━━━━━ TRECHO DO DOCUMENTO ━━━━━
Segundo o documento, “se essa medida for concretizada”, pode-se dizer que a sociedade está “diante de uma violação do caráter progressivo dos direitos humanos e do princípio de não regressividade que os rege, em contradição com as obrigações e compromissos internacionais assumidos pelo Estado”.
O enfraquecimento da proteção, citada pela Defensoria Pública, deve atingir as mulheres em diferentes níveis, com maior impacto nas panamenha que dependem de políticas públicas, como ressalta a advogada Gilma Camargo.
“Há uma luta de classes aqui: quem tem dinheiro, resolve seus problemas fora do Estado. E as mulheres pobres? As indígenas? As camponesas? Nossa luta é para que reconheçam que isso [o ministério] não é um presente, é uma obrigação com metade da população do país”, opina.
Violência contra a mulher no Panamá
As mobilizações para a criação do Ministério da Mulher ganharam força em um contexto de aumento nos casos de feminicídio no Panamá, que passaram de 15 em 2019 para 31 em 2020, primeiro ano da pandemia de covid-19, segundo dados do Ministério Público.
Em 2023, ano de criação do ministério, o número voltou ao patamar de 2019, com 15 registros, após 22 ocorrências em 2021; e 21 em 2022. Em 2024, 23 mulheres foram mortas vítimas de feminicídio. Os dados mais recentes, de janeiro a junho de 2025, mostram que 8 mulheres foram assassinadas pela condição de gênero.
A ativista Elizabeth Taylor pondera que não é possível avaliar a eficiência do ministério apenas com números. No entanto, segundo ela, as estatísticas indicam que ainda há “muito caminho a se percorrer”.
━━━━━
= LISTA DE TAREFAS =
a) Responda às perguntas abaixo com base no trecho do documento, cada resposta em sua própria linha e com a mesma marcação:
(i) Quantos casos de feminicídio foram registrados no Panamá em 2020?
(ii) Em que ano foi criado o Ministério da Mulher?
(iii) Qual é a profissão de Gilma Camargo?
b) Indique, para cada ano de 2019 a 2024, o número de feminicídios no Panamá informado no trecho do documento.
━━━━━ DADOS BRUTOS ━━━━━
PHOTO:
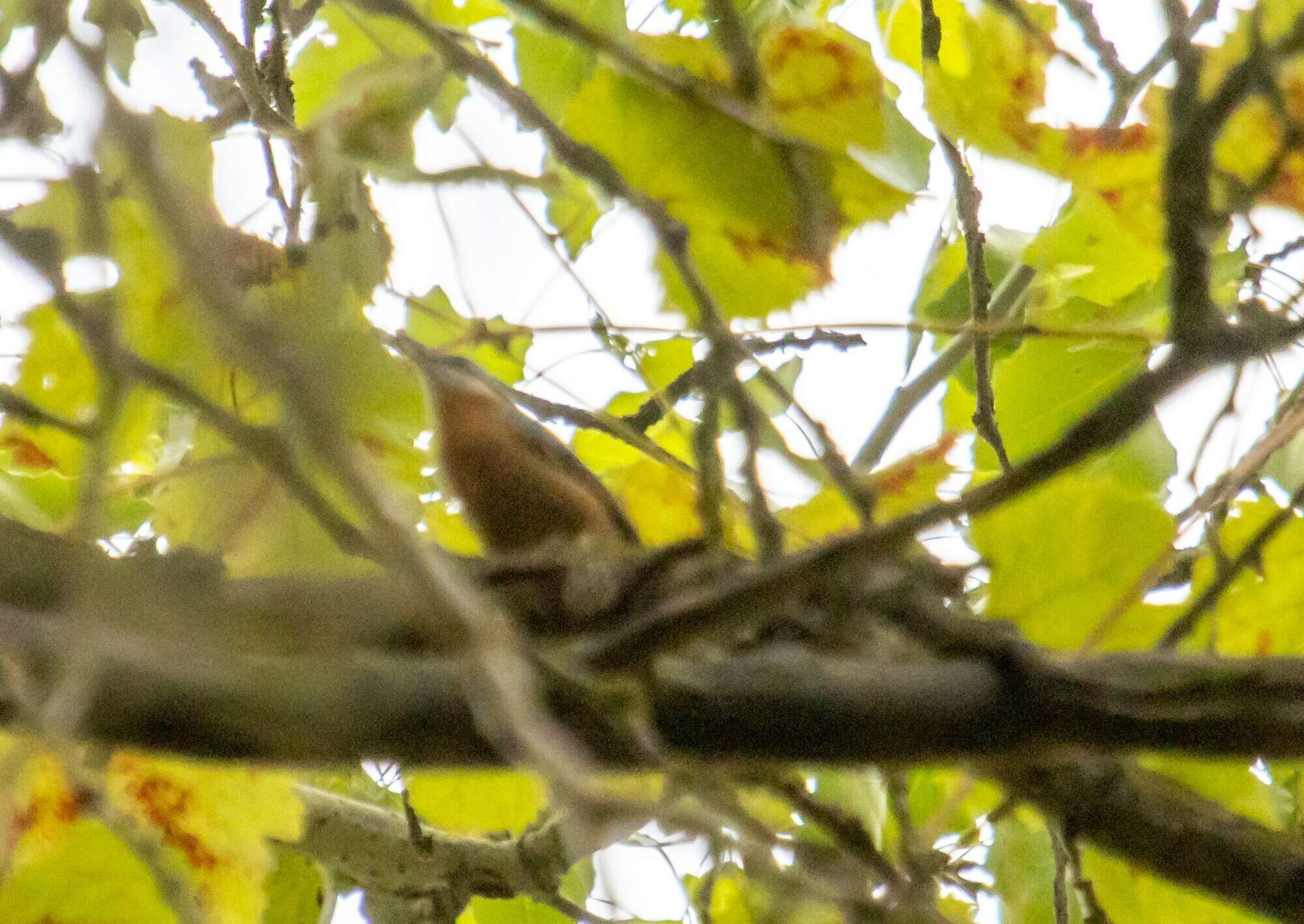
━━━━━
= RESPOSTAS DOS EXERCÍCIOS =
a)
(i) 31 casos.
(ii) Em 2023.
(iii) Advogada.

b)
2019: 15
2020: 31
2021: 22
2022: 21
2023: 15
2024: 23